• **PASSAGE TO READ**:
# Do you like not setting up a profile picture for DoorDash like Uber and Grubhub?



## Chrisskates808 (Jun 17, 2021)

I don’t mind either way but it’s nice for privacy reason


----------



## Ms. Mercenary (Jul 24, 2020)

I’d rather not. I don’t photograph as well as I used to. My mug needs major Photoshop to just not scare people. But then I look nothing like me.


----------



## Seamus (Jun 21, 2018)

Makes no difference to me.

This thread could get much more interesting if everyone just uploaded a picture of themselves right here so DD doesn't ever have to even request one!


----------



## Ms. Mercenary (Jul 24, 2020)

Seamus said:


> Makes no difference to me.
> 
> This thread could get much more interesting if everyone just uploaded a picture of themselves right here so DD doesn't ever have to even request one!


I consider this a personal attack.


----------



## W00dbutcher (Jan 14, 2019)




----------



## Hexonxonx (Dec 11, 2019)

Seamus said:


> Makes no difference to me.
> 
> This thread could get much more interesting if everyone just uploaded a picture of themselves right here so DD doesn't ever have to even request one!


People do not want to see me. Trust me on that. Masks were a blessing for me that last two years.


----------



## Chrisskates808 (Jun 17, 2021)

Hexonxonx said:


> People do not want to see me. Trust me on that. Masks were a blessing for me that last two years.


I heard about this thing called mask fishing. Not that I'm worried about my look but it's nice to keep my mask on


----------



## Hexonxonx (Dec 11, 2019)

• **INFORMATION SHOWN**:
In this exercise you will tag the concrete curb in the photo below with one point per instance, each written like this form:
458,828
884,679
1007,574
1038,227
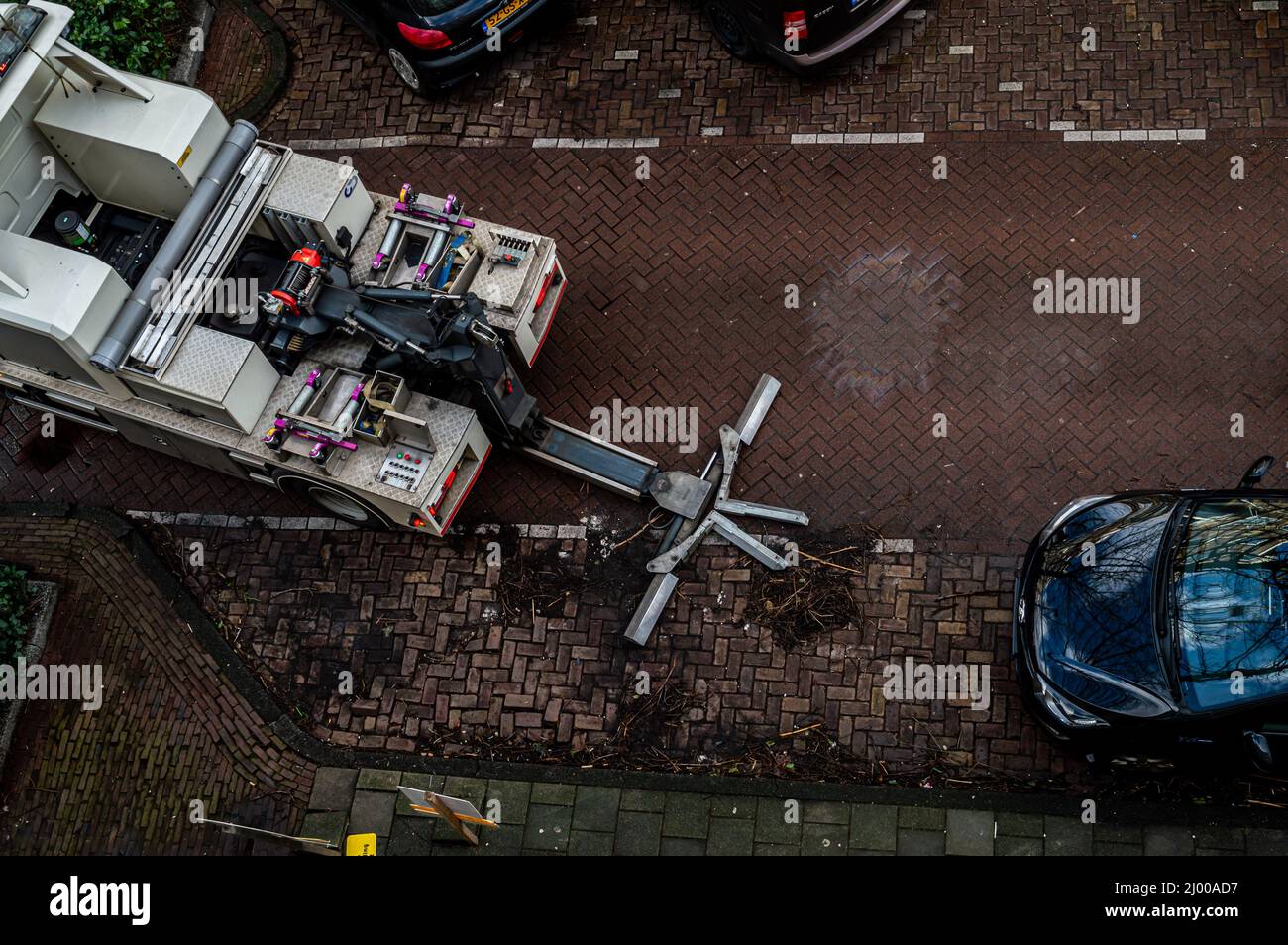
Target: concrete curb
46,593
331,756
201,14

• **TASK ITEM**: Translate this sentence from the forum thread about DoorDash profile pictures into Spanish: "I don’t photograph as well as I used to."

• **COMPLETED EXERCISE**: No salgo tan bien en las fotos como antes.